REQUIREMENTS: Rewrite the lines from the one holding "where the shoreline" through the end of the items, inclusive, swapping "Detections" for "Matches" and changing nothing else. Leave out the pictures.
━━━━━━━━━━━━━━━━
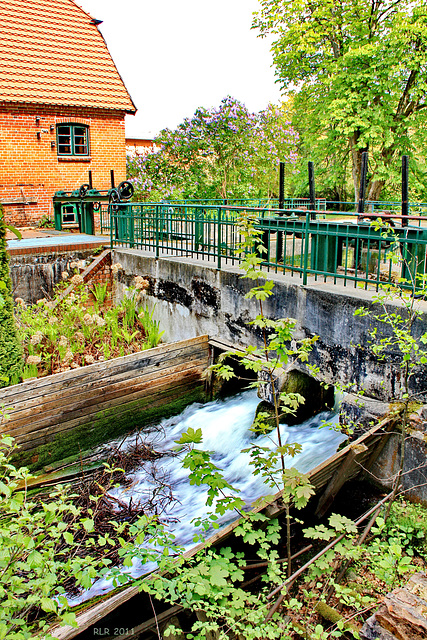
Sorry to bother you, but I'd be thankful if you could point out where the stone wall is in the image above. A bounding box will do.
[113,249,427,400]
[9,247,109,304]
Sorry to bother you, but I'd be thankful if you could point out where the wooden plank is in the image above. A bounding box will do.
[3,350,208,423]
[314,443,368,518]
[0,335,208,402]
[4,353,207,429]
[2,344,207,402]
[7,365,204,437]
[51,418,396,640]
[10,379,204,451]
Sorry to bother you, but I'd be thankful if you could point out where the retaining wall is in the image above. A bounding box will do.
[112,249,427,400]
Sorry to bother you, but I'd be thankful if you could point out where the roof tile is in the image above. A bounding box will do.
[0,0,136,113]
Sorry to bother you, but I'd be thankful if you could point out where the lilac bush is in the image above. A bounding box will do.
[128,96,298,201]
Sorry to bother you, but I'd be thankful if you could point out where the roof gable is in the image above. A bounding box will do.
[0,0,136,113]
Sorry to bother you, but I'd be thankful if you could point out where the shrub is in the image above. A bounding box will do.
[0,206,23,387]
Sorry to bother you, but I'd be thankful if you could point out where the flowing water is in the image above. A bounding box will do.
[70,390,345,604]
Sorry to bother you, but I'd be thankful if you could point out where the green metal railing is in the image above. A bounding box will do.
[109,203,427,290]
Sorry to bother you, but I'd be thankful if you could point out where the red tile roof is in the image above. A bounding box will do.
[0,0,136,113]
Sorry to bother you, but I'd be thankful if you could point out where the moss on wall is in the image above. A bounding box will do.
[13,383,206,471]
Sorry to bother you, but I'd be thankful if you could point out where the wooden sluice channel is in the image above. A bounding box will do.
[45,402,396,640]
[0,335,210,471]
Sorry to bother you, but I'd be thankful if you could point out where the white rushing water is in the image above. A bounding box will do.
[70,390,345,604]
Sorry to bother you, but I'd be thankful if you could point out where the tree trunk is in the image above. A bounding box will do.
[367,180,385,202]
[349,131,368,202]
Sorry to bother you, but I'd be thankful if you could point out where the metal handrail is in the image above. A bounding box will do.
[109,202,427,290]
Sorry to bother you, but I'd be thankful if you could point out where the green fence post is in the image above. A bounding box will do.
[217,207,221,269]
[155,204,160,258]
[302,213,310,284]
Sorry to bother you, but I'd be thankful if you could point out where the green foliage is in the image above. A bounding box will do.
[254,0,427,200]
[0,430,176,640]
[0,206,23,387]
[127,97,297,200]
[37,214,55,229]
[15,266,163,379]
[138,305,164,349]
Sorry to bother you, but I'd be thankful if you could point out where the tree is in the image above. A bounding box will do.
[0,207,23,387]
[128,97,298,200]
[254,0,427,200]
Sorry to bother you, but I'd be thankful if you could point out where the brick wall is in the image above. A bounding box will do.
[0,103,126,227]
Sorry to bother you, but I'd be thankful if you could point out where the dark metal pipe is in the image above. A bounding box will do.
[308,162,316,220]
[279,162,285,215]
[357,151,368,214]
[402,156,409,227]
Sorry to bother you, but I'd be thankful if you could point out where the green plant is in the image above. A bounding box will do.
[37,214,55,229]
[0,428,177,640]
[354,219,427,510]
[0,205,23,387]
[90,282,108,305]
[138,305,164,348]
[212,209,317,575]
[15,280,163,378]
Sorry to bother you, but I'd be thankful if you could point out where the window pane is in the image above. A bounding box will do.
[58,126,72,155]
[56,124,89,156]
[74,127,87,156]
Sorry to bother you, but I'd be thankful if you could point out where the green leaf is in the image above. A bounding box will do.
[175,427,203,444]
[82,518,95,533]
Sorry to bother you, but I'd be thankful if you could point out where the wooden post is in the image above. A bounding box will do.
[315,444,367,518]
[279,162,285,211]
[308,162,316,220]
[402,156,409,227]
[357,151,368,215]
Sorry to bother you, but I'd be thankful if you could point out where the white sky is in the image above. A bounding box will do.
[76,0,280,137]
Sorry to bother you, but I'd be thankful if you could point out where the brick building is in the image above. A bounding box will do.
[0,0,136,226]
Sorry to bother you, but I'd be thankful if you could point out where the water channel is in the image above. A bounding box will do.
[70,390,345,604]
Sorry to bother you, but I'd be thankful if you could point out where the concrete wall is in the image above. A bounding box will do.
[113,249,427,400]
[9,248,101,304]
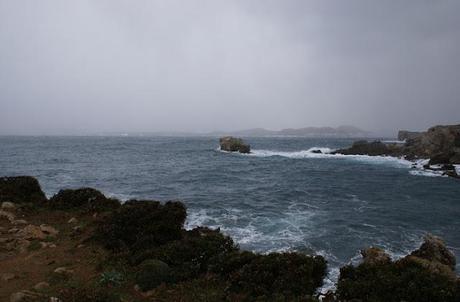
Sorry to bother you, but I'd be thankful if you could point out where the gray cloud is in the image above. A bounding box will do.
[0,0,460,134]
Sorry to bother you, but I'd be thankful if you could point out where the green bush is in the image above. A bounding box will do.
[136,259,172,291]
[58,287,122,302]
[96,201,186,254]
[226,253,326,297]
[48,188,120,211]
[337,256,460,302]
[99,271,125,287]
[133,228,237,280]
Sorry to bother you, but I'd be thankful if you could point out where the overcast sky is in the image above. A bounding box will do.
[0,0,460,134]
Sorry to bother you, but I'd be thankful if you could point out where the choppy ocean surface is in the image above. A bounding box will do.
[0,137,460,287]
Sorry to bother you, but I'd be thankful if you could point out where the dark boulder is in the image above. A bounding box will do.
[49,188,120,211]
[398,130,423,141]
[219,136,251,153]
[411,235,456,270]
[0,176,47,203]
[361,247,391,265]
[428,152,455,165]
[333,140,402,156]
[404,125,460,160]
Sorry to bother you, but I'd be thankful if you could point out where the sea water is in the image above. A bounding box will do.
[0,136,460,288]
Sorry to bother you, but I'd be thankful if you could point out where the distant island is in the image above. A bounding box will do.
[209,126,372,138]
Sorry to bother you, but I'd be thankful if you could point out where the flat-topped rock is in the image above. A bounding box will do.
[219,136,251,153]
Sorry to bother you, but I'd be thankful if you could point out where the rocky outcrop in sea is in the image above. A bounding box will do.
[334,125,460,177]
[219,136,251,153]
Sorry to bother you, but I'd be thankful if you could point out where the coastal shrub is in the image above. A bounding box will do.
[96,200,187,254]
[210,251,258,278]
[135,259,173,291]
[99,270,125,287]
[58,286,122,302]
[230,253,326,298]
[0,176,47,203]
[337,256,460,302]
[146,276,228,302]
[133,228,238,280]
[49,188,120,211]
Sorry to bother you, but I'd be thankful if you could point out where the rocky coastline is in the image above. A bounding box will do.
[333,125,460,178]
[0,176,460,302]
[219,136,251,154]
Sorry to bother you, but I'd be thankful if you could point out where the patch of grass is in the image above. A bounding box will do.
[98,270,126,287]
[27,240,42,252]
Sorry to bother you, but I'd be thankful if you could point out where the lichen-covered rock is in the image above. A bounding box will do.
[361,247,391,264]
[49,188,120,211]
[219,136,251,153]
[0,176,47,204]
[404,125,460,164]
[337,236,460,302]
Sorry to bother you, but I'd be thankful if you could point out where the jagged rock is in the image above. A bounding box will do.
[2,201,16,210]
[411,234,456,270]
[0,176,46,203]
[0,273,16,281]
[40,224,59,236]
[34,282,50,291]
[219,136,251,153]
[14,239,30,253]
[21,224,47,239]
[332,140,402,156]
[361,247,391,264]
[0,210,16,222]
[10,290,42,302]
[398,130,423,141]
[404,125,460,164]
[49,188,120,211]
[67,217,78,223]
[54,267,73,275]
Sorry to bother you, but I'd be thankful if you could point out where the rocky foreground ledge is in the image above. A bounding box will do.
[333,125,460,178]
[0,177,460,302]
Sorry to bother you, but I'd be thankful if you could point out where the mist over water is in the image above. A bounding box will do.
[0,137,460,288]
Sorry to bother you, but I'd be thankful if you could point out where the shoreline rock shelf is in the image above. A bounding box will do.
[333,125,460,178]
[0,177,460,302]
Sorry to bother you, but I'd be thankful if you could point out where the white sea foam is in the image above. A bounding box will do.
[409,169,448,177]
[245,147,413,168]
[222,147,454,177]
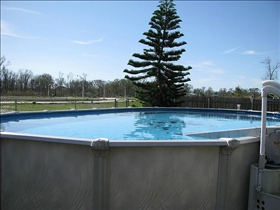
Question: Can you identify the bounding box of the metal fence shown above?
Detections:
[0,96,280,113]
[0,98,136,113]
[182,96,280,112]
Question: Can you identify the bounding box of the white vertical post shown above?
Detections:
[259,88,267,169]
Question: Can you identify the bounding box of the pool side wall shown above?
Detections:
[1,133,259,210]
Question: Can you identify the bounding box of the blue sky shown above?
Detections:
━━━━━━━━━━━━━━━━
WRITTEN ANSWER:
Sorry to bother you, but I'd be thankful if you could point out where the shoreline rock shelf is in the image above. A bounding box will do.
[333,125,460,178]
[0,177,460,302]
Sorry to bother you, but I'd be thankful if you could point out where the white sea foam is in the image above. A bounding box will do.
[409,169,448,177]
[245,147,413,168]
[222,147,454,177]
Question: Can you identify the bounding box of the metal fence shown above?
Matches:
[0,96,280,113]
[0,98,136,113]
[182,96,280,112]
Question: Can you identify the bounding box of the white vertical post shown above?
Matches:
[259,88,267,169]
Question: Can you identify the bounding box of the pool side wall shown above?
Matches:
[1,133,259,210]
Question: Can you identify the bounding box of the blue sky shown above?
Matches:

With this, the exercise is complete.